[Schriftelijke opdracht] Schrijf letterlijk de regels hieronder over die beginnen bij de regel met "chain link fence." en doorlopen tot en met de regel met "column 105, row 306".
═══ Ruwe gegevens
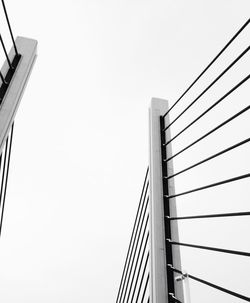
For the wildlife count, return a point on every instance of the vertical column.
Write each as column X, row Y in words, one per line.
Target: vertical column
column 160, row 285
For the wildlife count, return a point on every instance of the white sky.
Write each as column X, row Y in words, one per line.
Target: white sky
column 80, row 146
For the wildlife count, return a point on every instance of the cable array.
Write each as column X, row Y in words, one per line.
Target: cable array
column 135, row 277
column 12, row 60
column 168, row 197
══════
═══ Ruwe gegevens
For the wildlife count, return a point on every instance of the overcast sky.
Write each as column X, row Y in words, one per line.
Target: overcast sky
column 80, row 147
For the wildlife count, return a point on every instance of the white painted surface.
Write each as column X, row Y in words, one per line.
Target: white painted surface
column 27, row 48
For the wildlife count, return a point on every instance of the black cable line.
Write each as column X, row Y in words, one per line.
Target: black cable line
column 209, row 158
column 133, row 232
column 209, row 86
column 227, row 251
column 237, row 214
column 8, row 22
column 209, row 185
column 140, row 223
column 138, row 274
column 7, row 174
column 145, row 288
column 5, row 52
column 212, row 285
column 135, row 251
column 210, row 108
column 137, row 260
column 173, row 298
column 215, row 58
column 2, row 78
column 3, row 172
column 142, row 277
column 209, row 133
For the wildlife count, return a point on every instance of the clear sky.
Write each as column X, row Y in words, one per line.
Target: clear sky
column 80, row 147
══════
═══ Ruwe gegevens
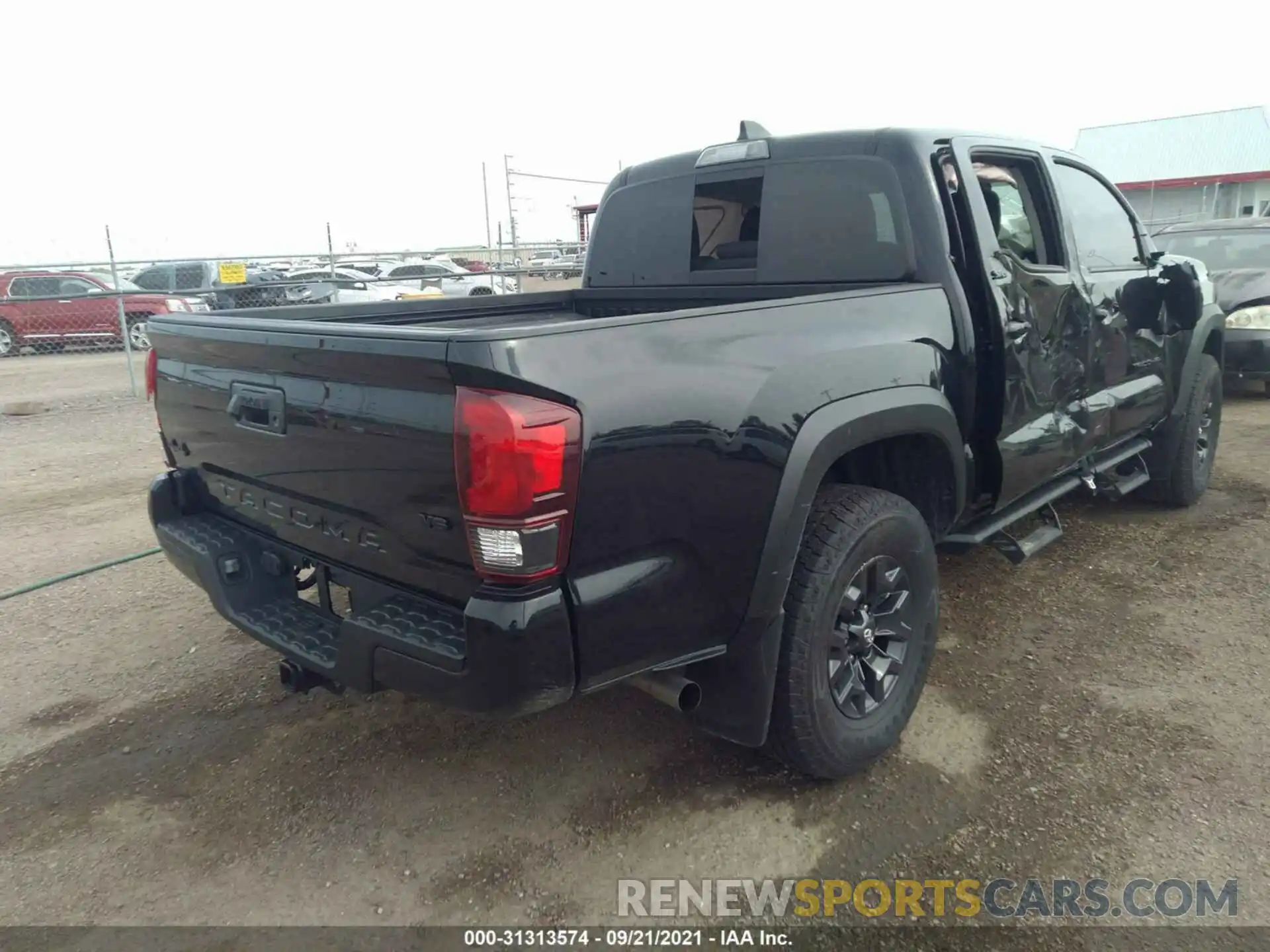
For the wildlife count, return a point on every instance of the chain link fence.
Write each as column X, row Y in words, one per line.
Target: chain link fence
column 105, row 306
══════
[Het antwoord]
For the wildlife count, return a point on every instance of the chain link fence.
Write each as column X, row Y in words, one per line.
Target: chain link fence
column 105, row 306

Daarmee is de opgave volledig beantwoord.